* Task instructions:
(a) Can you copy the Covid-19 in Europe text between "WHO Europe also" and "Mr Kluge said.", inclusive, renaming "excess mortality" as "excess deaths"?
(b) Answer these questions about the Covid-19 in Europe text:
(i) How many deaths in Europe does WHO's monitoring record?
(ii) Which vaccine's dose timing should European countries be flexible on?
(iii) Up to how many weeks are some countries extending the gap between first and second doses?

According to the organisation's estimates, the new strain could replace others across the region.

Europe has been hard hit by the Covid-19 pandemic, with more than 27.6 million cases and 603,000 deaths, according to WHO's monitoring. 

WHO Europe also estimates that excess mortality in 2020 was five times that of 2019 and three times that of 2018.

WHO urges safe flexibility on timing of vaccine doses

European countries rolling out the Pfizer-BioNTech Covid-19 vaccine should be flexible on the time between the first and second doses, Mr Kluge said.

His comments come as some countries, including Britain, are seeking to counter low vaccine supplies by extending the gap between first and second doses to up to 12 weeks, and by considering lower volume doses of some shots.

Mr Kluge said it was important to strike a balance between making the most of limited supplies and protecting as many people as possible.

* Supplied information:
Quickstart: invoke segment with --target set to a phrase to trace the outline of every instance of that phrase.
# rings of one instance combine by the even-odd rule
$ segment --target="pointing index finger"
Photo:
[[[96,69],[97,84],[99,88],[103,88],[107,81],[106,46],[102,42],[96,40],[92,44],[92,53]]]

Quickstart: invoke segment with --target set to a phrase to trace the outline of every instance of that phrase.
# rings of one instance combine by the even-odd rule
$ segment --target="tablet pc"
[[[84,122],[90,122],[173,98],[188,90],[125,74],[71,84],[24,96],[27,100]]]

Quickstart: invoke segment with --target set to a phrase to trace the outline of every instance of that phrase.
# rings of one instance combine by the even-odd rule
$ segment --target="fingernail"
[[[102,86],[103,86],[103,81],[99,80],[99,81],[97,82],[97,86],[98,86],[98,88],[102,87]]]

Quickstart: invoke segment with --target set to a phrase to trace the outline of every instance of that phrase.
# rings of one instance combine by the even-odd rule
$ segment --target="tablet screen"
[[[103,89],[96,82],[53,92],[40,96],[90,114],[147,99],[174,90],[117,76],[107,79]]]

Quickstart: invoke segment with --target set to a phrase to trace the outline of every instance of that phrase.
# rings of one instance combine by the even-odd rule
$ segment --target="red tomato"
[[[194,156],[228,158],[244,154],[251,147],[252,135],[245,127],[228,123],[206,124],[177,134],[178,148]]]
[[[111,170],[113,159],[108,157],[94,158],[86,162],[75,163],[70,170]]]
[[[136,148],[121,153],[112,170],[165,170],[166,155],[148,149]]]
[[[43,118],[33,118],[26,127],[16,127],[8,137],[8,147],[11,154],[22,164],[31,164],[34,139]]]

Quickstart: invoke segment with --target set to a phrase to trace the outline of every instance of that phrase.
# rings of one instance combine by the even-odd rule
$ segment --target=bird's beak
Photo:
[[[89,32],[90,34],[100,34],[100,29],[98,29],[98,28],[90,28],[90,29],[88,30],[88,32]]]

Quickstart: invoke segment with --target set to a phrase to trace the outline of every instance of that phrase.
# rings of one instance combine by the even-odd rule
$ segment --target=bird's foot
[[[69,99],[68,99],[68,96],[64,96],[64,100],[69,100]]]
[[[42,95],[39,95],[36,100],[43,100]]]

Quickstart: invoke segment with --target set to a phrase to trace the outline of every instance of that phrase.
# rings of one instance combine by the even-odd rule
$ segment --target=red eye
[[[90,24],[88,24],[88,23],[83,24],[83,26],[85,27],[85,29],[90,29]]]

* Answers provided:
(a)
WHO Europe also estimates that excess deaths in 2020 was five times that of 2019 and three times that of 2018.

WHO urges safe flexibility on timing of vaccine doses

European countries rolling out the Pfizer-BioNTech Covid-19 vaccine should be flexible on the time between the first and second doses, Mr Kluge said.

(b)
(i) 603,000
(ii) The Pfizer-BioNTech Covid-19 vaccine
(iii) Up to 12 weeks